The records >>
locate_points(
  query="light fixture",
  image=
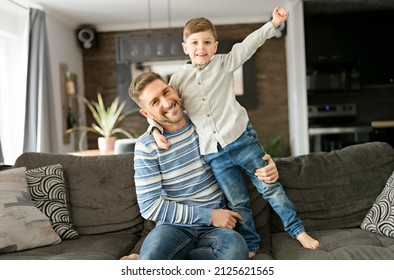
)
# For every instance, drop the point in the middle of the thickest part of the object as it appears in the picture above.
(150, 47)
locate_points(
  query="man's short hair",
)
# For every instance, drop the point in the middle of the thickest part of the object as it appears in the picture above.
(139, 84)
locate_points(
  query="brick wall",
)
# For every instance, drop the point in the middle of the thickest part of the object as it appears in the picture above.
(269, 118)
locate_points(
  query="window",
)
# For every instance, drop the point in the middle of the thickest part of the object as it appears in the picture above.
(13, 70)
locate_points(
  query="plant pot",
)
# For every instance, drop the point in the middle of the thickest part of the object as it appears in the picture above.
(106, 144)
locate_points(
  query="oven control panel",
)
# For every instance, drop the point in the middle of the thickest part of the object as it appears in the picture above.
(332, 110)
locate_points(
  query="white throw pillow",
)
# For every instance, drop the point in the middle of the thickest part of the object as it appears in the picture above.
(380, 218)
(22, 225)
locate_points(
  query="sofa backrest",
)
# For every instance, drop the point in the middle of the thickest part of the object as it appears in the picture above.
(335, 189)
(101, 190)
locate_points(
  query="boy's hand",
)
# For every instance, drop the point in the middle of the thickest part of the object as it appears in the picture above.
(160, 139)
(279, 16)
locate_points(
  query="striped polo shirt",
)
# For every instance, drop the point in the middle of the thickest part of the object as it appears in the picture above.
(175, 186)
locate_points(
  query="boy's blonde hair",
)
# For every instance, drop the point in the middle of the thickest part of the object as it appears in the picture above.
(196, 25)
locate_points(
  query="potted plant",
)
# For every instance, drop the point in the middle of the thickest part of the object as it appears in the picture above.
(107, 121)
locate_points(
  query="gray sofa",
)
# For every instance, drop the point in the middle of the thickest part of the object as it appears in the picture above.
(332, 193)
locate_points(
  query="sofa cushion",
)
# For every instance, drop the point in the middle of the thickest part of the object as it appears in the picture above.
(380, 218)
(101, 190)
(335, 244)
(48, 191)
(106, 246)
(22, 225)
(335, 189)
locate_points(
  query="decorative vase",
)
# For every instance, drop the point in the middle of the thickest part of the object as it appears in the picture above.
(106, 144)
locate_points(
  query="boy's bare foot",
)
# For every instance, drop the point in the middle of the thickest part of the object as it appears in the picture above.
(130, 257)
(307, 241)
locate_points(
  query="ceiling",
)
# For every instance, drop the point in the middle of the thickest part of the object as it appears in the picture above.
(115, 15)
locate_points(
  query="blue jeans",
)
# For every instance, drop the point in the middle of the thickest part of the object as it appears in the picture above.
(227, 164)
(179, 242)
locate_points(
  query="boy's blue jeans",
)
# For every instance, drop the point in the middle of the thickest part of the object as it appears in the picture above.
(179, 242)
(227, 164)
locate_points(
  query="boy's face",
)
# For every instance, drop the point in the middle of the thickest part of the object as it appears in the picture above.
(160, 102)
(200, 47)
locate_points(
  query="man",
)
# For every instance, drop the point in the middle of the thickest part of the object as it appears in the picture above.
(177, 189)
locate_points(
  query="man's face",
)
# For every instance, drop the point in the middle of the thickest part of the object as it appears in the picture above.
(160, 102)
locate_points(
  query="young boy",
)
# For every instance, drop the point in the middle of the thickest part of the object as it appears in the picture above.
(227, 140)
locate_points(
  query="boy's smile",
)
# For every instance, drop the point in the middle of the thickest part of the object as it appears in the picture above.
(200, 47)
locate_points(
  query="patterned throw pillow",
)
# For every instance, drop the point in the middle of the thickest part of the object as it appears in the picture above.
(48, 191)
(22, 225)
(380, 218)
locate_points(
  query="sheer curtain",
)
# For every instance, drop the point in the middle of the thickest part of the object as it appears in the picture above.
(40, 133)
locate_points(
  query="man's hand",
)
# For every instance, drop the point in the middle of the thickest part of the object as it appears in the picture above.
(160, 139)
(225, 218)
(269, 174)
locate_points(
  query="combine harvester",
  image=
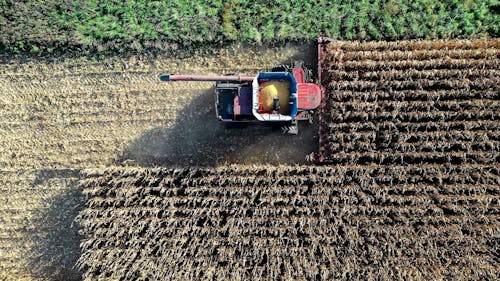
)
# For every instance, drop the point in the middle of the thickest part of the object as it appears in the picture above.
(281, 97)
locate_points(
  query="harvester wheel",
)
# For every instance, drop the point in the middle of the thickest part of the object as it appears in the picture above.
(281, 68)
(235, 125)
(291, 129)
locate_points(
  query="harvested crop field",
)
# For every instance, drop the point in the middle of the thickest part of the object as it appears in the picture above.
(411, 102)
(403, 222)
(62, 115)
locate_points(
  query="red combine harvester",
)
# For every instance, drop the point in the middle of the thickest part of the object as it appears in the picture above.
(282, 97)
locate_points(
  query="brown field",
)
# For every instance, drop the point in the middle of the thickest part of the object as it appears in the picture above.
(424, 222)
(62, 115)
(410, 130)
(412, 102)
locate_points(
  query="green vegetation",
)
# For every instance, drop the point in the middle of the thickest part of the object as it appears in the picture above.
(112, 25)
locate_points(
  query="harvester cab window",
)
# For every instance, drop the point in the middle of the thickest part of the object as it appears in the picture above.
(274, 97)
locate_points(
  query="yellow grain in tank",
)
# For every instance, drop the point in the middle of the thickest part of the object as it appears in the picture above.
(269, 90)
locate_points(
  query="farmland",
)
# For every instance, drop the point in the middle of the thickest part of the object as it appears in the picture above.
(412, 102)
(408, 138)
(62, 115)
(409, 133)
(291, 223)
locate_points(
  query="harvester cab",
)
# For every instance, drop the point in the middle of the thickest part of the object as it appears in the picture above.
(282, 97)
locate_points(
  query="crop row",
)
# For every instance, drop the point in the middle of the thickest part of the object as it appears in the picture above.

Given task >>
Return the listing above in full and without alteration, excluding its pictures.

Written solution >>
locate_points(
  query="light fixture",
  image=
)
# For every instance, drop the point in the middle of the thickest part of the object as it appears in the picture above.
(150, 47)
locate_points(
  query="man's short hair",
)
# For every instance, drop the point in the middle of the thickest part of the object as it appears in the picture above.
(139, 84)
locate_points(
  query="brick wall",
)
# For every instance, drop the point in the middle of the thickest part of the object as it appears in the picture above.
(269, 118)
locate_points(
  query="window",
)
# For every instance, drop the point in the middle of the thickest part of the object as it appears in the picture above.
(13, 70)
locate_points(
  query="plant pot",
)
# For every instance, drop the point in the middle of the thickest part of the object as it appears in the picture above.
(106, 144)
locate_points(
  query="oven control panel",
)
# For every instance, drop the point in the middle of the thickest part of the object as it appears in the picture above.
(332, 110)
locate_points(
  query="white throw pillow",
)
# For every instance, drop the point in the middle of the thickest part of the object as it appears in the picture above.
(380, 218)
(22, 225)
locate_points(
  query="sofa backrest",
)
# For every instance, drop the point in the middle of the thickest part of the object as it appears in the picture above.
(335, 189)
(101, 190)
locate_points(
  query="boy's hand",
)
# For every instance, drop the point in the middle of the thickest part of the object as it appears in the picture above.
(160, 139)
(279, 16)
locate_points(
  query="striped polo shirt",
)
# For every instance, drop the point in the middle of the thickest part of the object as it appears in the picture above.
(175, 186)
locate_points(
  query="boy's blonde hair",
)
# For every instance, drop the point in the middle of the thickest part of the object as it appears in the picture above.
(196, 25)
locate_points(
  query="potted plant",
)
# For every instance, drop the point in the middle of the thickest part of the object as it appears in the picture above.
(107, 121)
locate_points(
  query="gray sofa",
)
# For every instance, drop the point in the middle of the thickest part of the object as it appears in the picture above.
(332, 193)
locate_points(
  query="sofa cushion",
)
# For every instance, drop the point in the middle of the thickest part of the object as it appears in the picture above.
(380, 218)
(101, 190)
(335, 244)
(48, 191)
(106, 246)
(22, 225)
(335, 189)
locate_points(
  query="decorative vase",
)
# For every instance, drop the point in the middle of the thickest part of the object as it appears in the picture above.
(106, 144)
locate_points(
  query="boy's bare foot",
)
# For every instance, drop the point in the middle of the thickest part of the object as it appears in the picture above.
(130, 257)
(307, 241)
locate_points(
  query="ceiling",
)
# For every instance, drop the point in the middle of the thickest part of the object as it appears in the picture above.
(115, 15)
locate_points(
  query="blue jeans",
)
# For every instance, drop the point in the middle of the thickest part of the object as it appears in the picture above.
(227, 164)
(179, 242)
locate_points(
  query="boy's blue jeans",
)
# For every instance, drop the point in the middle of the thickest part of the object as it appears in the picture above.
(179, 242)
(227, 164)
locate_points(
  query="boy's face",
)
# For every instance, drop the point in the middle of the thickest part of the object as it appears in the picture above.
(160, 102)
(200, 47)
locate_points(
  query="man",
)
# For every instance, drop the point in the middle of the thickest part of the object as it appears in the picture above.
(177, 189)
locate_points(
  query="man's face",
)
# For every instance, drop the point in the middle of the thickest part of the object as it appears in the picture above.
(160, 102)
locate_points(
  query="young boy",
)
# For every instance, drop the point in the middle of the thickest part of the object as it appears in the picture above.
(227, 140)
locate_points(
  query="boy's smile",
)
# For every instance, drop the point in the middle of the thickest part of the object as it appears in the picture above.
(200, 47)
locate_points(
  query="patterned throw pillow",
)
# For every instance, drop the point in the middle of the thickest part of the object as it appears in the picture above.
(48, 191)
(22, 225)
(380, 218)
locate_points(
  query="sheer curtain",
)
# For every instance, drop the point in the middle of the thickest part of the object as it appears in the picture above.
(40, 133)
locate_points(
  query="man's hand",
)
# For every instance, drop the point in the middle of the thickest part of the object as it appears in the picture above.
(160, 139)
(225, 218)
(269, 174)
locate_points(
  query="combine harvester",
  image=
)
# For every instance, drop the point in the middle of the thickest part of the object as it appears in the picture above.
(281, 97)
locate_points(
  query="harvester wheel",
)
# For every instance, drop the point in the middle of the thickest part of the object as it appears in the picture above.
(281, 68)
(235, 125)
(291, 129)
locate_points(
  query="harvested crop field",
)
# For every instance, drop the point in the middle of the thickest part of the object as it appears in the picture above.
(411, 102)
(403, 222)
(62, 115)
locate_points(
  query="red combine harvester",
)
# For every instance, drop the point in the middle of the thickest part of the object as it appears in the picture above.
(282, 97)
locate_points(
  query="brown field",
)
# For every instance, drop the point in the middle of the thickest part of the object as it appears in the picture above.
(424, 222)
(62, 115)
(410, 130)
(412, 102)
locate_points(
  query="green vegetation",
)
# For every instance, drop the point in the middle of the thickest part of the object as it appears in the picture above.
(112, 25)
locate_points(
  query="harvester cab window",
)
# For every instance, drop the point in the middle of the thickest part of the object as it appears in the picture above.
(274, 97)
locate_points(
  query="yellow grain in tank",
)
# For every instance, drop the point in the middle of the thickest part of the object as it appears in the picture above.
(269, 90)
locate_points(
  query="farmland",
)
# For every instance, drop the point in the middle of the thickest part of the object as it appears in the picture above.
(412, 102)
(408, 138)
(62, 115)
(409, 133)
(291, 223)
locate_points(
  query="harvester cab",
)
# For every instance, drop the point in the middle of the thickest part of the object as it appears in the picture above.
(282, 97)
locate_points(
  query="crop row",
)
# For every instance, drop the point in the middle of the thickest part of the object as it appears in the picture above.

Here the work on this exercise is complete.